**TRECHO:**
○ ○ ○ ○
Este quadro de uma separação absoluta entre ciência e religião tem seus atrativos para aqueles que gostariam de impedir a religião de dizer qualquer coisa à ciência, respeitando ao mesmo tempo a sua liberdade para operar em sua própria esfera. Desse modo, a ciência é libertada de reivindicações autoritárias, derivadas de alguma hierarquia eclesiástica ou de interpretações da Bíblia. A razão científica é mantida livre de quaisquer considerações teológicas, poupando-se da necessidade de lidar com as confusões advindas do confronto com a crença religiosa. Ciência e religião podem seguir seus próprios caminhos. Isto se encaixa com as tentativas atuais, não apenas de manter igreja e estado separados, mas também de fazer da religião um assunto pessoal e privado, em distinção ao papel público da ciência.
Mas manter ciência e religião separadas de forma que elas não lutem entre si é apenas metade da história. Na perspectiva pós-modernista nenhuma delas pode reivindicar superioridade; no entanto, muitos cientistas não veem a coisa assim. Eles pensam que a ciência pode ainda reivindicar veracidade em um sentido objetivo, mostrando o que é verdadeiro para todos em todos os tempos. Ela ainda seria a expressão da racionalidade humana. O resultado dessa perspectiva é que a religião, mesmo se insulada de acusações de falsidade evidente, passa a ser compreendida como operando em uma área na qual o tipo de verdade literal reivindicado pela ciência não é válido. Neste caso, diríamos que ela fala de “valores”, em distinção aos “fatos”. Sua preocupação seria com o sentido e o propósito que damos às nossas vidas, e ela não poderia ser vista como se pondo em rivalidade com a ciência. Verdade seria o que a ciência nos diz. A religião lidaria com questões pessoais. Em outras palavras, a ciência seria objetiva, e a religião, subjetiva. A ciência seria o produto da razão, e a religião o fruto de alguma faculdade misteriosa chamada “fé”. A ciência nos falaria sobre o mundo. A religião permitiria a cada um de nós efetivar por nós mesmos o que consideramos importante. A ciência poderia manter o seu lugar no mundo público. A religião seria um assunto privado.
○ ○ ○ ○
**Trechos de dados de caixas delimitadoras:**
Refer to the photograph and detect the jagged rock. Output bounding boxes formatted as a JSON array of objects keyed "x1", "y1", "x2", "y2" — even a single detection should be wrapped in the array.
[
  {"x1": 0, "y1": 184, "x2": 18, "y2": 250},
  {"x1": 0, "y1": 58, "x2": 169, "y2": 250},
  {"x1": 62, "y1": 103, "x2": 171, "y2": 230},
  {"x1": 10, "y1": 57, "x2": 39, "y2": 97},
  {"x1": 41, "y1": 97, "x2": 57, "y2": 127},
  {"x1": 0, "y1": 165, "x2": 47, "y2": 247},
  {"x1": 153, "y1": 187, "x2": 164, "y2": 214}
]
○ ○ ○ ○
**ENUNCIADO ESCRITO:**
Prossiga o trecho sobre a separação entre ciência e religião a partir da última frase apresentada. O material acima não faz parte do trecho sobre ciência e religião.

**RESULTADO DO EXERCÍCIO:**
‘Uma recusa em postular entidades não-naturais pode ser uma forma de fazer progresso em ciência, mas isto não significa que tais entidades não possam existir’
Se a ciência é o árbitro da verdade, e não pode lidar com eventos não físicos, cai excluída por definição qualquer possibilidade de intervenção divina, ou sobrenatural, no mundo físico (de um modo que, incidentalmente, exclui reivindicações básicas da doutrina Cristã sobre a Encarnação e a Ressurreição). Assim, a recusa da ciência de cooperar com a religião leva inevitavelmente à visão de que a religião não adiciona nada à nossa compreensão do funcionamento do mundo investigado pela ciência. O que é aceito como conhecimento tem de ser submetido a padrões públicos de teste, por meio de observação, medição e experimento. A ciência é feita o árbitro do conhecimento aceitável, e seus métodos definem a verdade. Qualquer coisa fora do alcance da ciência é considerada indemonstrável.
Isto está apenas a um pulo da visão positivista de que o que não pode ser cientificamente testado e verificado é sem sentido. Como A.J. Ayer disse em seu clássico Linguagem, Verdade e Lógica3 , “todas as proposições que tem conteúdo factual são hipóteses empíricas”. Ele expandiu a declaração dizendo que “cada hipótese empírica deve ser relevante para alguma experiência atual ou possível”. Declarações metafísicas, para além da experiência, seriam estritamente sem sentido e sem conteúdo. Tal “positivismo lógico” há tempos foi abandonado, parcialmente porque não pôde nem mesmo lidar com as entidades teóricas da física. Não obstante, a sua influência permanece, especialmente quando uma distinção simplória é traçada entre fatos científicos e um nebuloso mundo subjetivo de reações pessoais aos fatos. A ciência lida com o que é “factual”, e a religião cai excluída do mundo dos fatos. As duas não podem se afetar mutuamente, diz-se, mas a premissa oculta é a de que reivindicações científicas são baseadas racionalmente, ao passo que a religião é a esfera do irracional.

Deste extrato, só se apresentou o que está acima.